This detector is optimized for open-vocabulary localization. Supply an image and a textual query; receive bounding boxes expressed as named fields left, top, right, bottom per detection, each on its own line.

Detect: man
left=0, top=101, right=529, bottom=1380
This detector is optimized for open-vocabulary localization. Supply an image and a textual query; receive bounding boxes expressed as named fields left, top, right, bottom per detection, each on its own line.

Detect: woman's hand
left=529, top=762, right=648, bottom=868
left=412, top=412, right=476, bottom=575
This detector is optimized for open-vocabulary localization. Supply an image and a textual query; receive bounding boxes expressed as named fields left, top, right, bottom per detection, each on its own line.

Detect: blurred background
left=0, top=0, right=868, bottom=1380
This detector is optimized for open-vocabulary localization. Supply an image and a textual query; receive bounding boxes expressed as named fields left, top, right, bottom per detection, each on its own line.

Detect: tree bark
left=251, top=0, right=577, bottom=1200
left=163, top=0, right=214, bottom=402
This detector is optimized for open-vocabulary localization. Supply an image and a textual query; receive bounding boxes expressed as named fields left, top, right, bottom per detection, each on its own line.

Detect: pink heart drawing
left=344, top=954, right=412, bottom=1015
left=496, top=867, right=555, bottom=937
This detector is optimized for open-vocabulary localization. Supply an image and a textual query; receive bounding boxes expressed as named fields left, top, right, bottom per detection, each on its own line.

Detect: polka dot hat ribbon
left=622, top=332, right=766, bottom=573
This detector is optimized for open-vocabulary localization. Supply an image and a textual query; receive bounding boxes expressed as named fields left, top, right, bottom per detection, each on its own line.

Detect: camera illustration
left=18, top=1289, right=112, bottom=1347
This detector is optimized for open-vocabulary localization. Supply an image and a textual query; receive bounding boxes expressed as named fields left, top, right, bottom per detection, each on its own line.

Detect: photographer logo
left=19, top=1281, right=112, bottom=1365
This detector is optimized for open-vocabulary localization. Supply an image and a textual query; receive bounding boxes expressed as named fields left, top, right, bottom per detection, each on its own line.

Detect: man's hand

====================

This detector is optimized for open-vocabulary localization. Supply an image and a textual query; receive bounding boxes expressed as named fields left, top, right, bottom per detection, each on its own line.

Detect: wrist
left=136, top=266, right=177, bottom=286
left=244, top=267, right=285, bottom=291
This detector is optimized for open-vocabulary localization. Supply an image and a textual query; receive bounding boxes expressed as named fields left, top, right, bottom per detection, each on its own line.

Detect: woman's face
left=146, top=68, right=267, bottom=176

====================

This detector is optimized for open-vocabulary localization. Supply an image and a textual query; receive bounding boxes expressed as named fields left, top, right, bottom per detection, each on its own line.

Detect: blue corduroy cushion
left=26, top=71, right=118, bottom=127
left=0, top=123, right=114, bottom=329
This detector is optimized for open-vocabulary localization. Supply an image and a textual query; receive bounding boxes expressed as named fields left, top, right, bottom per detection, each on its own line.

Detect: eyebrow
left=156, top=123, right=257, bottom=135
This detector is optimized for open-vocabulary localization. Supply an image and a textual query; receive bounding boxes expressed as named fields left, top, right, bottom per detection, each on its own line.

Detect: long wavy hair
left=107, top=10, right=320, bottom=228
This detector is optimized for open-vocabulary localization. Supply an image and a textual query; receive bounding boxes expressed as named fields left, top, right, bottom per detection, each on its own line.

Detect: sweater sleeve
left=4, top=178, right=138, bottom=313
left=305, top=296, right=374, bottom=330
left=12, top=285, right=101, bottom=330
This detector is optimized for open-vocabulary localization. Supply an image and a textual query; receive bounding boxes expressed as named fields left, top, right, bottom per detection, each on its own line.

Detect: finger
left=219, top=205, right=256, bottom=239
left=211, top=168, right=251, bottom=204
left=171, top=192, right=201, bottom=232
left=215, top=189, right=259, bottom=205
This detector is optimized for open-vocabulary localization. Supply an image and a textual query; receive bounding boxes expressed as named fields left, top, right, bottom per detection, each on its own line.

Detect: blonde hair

====================

Pull out every line in the material above that contains the string "hand", and copy each one.

#### Result for this exercise:
Detect: woman's hand
Detect: man's hand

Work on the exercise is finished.